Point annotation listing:
****************************************
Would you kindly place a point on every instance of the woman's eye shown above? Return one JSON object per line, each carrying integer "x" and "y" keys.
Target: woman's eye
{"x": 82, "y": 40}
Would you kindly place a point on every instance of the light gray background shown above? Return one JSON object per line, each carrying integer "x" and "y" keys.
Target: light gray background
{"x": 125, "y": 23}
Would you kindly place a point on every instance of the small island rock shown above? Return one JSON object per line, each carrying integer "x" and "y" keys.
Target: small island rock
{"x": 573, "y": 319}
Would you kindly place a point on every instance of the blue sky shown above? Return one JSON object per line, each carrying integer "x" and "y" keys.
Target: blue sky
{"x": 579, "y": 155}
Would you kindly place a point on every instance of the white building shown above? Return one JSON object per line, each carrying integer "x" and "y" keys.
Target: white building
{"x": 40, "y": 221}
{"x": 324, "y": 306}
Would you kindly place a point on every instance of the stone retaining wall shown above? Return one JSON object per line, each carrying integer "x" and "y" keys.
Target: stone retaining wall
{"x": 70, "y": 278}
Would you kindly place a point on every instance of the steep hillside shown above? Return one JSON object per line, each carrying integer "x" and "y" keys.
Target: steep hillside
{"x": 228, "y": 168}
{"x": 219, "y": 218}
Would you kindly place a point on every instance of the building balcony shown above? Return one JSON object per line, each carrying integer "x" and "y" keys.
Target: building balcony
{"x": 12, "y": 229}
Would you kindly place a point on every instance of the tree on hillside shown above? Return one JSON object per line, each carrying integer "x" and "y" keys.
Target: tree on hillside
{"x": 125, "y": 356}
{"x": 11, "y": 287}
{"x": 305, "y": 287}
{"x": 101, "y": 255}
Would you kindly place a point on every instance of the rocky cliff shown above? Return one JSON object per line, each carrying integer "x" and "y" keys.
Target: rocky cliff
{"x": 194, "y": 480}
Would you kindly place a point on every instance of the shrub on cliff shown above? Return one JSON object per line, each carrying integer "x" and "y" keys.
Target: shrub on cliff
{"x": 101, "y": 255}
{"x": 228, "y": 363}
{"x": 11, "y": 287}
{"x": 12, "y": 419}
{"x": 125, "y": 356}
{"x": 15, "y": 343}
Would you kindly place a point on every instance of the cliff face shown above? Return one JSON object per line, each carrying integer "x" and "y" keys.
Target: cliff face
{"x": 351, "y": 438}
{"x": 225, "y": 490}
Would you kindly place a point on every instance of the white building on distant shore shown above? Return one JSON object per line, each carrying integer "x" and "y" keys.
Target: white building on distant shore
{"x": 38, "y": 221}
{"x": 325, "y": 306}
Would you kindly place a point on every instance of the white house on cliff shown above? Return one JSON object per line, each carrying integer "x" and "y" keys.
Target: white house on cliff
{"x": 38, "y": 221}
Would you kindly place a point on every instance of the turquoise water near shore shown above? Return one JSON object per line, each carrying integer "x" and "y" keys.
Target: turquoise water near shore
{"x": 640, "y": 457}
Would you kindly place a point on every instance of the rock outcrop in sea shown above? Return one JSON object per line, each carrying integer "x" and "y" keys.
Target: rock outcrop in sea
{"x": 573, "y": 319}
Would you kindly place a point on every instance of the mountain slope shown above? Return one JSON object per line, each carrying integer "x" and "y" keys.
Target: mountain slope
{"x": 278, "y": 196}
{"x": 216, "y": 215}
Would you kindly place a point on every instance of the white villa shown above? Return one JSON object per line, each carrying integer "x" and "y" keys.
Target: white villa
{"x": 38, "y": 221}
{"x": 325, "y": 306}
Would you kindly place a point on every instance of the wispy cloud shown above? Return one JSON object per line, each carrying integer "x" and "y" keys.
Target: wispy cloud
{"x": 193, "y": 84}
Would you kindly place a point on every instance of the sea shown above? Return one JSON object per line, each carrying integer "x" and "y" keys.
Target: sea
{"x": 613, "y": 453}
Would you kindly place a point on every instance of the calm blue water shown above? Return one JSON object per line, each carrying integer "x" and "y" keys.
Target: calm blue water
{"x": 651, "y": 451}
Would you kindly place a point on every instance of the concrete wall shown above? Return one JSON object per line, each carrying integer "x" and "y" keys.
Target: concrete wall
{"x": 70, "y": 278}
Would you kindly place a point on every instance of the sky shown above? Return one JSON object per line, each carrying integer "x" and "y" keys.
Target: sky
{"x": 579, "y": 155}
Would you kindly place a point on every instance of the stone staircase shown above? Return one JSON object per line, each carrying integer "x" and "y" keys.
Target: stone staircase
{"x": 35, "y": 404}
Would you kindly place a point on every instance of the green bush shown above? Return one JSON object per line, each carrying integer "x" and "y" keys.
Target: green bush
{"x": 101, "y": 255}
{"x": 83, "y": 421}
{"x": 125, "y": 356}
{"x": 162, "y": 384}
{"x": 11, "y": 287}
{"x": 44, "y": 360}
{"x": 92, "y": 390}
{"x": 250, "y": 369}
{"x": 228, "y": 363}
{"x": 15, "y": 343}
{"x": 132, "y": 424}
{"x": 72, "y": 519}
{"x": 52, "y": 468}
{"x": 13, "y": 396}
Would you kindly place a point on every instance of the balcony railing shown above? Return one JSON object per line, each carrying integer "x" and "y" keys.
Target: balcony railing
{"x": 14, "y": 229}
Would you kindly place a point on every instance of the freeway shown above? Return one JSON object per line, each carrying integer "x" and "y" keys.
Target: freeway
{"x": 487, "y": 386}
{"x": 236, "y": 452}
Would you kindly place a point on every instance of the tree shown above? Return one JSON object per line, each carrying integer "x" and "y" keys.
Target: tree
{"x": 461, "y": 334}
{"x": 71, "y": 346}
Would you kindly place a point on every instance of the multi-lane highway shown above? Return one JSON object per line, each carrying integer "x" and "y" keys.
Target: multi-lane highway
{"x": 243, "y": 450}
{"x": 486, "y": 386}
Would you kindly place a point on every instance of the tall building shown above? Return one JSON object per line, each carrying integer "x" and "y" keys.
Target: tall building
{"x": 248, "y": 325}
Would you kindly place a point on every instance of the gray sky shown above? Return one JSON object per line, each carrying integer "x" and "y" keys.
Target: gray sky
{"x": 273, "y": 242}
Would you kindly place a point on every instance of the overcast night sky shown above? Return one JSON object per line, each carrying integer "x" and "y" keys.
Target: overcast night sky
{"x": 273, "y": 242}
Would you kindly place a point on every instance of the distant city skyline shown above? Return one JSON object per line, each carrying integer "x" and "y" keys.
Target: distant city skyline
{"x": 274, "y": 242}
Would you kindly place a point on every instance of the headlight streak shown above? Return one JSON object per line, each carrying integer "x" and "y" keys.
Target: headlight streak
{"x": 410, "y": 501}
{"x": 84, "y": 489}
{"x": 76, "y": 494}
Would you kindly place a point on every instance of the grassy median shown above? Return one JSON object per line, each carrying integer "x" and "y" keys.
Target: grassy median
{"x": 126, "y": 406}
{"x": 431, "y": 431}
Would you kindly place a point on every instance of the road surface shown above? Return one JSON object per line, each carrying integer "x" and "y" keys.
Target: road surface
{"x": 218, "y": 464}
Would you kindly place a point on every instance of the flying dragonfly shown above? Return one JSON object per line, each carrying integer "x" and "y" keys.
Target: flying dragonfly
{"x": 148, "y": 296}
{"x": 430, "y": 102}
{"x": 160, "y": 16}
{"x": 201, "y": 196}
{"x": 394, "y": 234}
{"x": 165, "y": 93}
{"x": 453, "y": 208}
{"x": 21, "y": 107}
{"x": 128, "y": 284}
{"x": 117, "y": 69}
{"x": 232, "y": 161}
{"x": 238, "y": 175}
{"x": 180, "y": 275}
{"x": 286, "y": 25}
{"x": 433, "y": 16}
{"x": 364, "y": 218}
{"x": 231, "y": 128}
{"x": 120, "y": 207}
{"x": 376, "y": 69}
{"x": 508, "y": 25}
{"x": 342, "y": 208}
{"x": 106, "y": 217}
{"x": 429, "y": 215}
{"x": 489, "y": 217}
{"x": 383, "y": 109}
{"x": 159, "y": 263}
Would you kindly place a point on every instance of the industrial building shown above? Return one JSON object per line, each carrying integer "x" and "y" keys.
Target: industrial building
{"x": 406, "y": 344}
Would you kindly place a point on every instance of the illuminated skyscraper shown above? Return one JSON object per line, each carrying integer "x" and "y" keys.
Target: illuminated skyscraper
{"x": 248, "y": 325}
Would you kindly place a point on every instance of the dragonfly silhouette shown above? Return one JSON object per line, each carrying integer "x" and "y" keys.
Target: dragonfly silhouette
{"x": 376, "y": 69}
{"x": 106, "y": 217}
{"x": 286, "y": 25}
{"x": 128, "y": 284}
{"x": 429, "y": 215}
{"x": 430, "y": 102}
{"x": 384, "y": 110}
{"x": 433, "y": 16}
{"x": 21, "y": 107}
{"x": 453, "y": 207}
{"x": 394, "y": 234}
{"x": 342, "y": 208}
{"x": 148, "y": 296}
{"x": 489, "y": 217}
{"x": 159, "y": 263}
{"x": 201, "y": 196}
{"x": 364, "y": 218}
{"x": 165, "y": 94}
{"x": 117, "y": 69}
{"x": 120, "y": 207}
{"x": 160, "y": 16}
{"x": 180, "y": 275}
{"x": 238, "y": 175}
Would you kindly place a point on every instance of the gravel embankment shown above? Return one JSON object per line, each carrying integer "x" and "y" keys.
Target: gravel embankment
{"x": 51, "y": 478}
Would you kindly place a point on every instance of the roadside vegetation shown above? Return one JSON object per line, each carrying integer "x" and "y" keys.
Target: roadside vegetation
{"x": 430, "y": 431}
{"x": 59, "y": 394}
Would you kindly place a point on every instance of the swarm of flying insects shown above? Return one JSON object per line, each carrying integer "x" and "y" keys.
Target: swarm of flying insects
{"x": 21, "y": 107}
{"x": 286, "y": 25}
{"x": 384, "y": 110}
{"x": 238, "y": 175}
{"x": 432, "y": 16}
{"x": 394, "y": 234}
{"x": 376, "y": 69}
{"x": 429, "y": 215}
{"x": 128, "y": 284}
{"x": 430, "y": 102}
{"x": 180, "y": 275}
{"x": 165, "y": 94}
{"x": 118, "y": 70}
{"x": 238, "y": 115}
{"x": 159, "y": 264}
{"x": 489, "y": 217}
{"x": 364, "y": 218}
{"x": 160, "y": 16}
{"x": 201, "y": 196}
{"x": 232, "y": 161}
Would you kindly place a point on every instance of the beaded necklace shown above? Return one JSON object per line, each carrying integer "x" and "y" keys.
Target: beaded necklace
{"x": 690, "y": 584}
****************************************
- **AIM**
Duplicate the stretch of the listing from the line containing "of the roadside" through the end of the listing, reproducing every line verbatim.

- **WORKED ANSWER**
Would you kindly place a point on every instance of the roadside vegetation shown above? Return one JSON object per line, each carrying integer "x" and "y" keys.
Target: roadside vegetation
{"x": 430, "y": 431}
{"x": 59, "y": 394}
Would you kindly place a point on every instance of the swarm of flying insects shown above? Return one JSON object per line, each carrying integer "x" and "y" keys.
Target: swarm of flying insects
{"x": 21, "y": 107}
{"x": 286, "y": 25}
{"x": 384, "y": 110}
{"x": 238, "y": 175}
{"x": 432, "y": 16}
{"x": 394, "y": 234}
{"x": 376, "y": 69}
{"x": 429, "y": 215}
{"x": 128, "y": 284}
{"x": 430, "y": 102}
{"x": 180, "y": 275}
{"x": 165, "y": 94}
{"x": 118, "y": 70}
{"x": 238, "y": 115}
{"x": 159, "y": 264}
{"x": 489, "y": 217}
{"x": 364, "y": 218}
{"x": 160, "y": 16}
{"x": 201, "y": 196}
{"x": 232, "y": 161}
Would you kindly place a point on every instance of the beaded necklace shown above? Return one JSON object per line, each carrying integer "x" and "y" keys.
Target: beaded necklace
{"x": 690, "y": 584}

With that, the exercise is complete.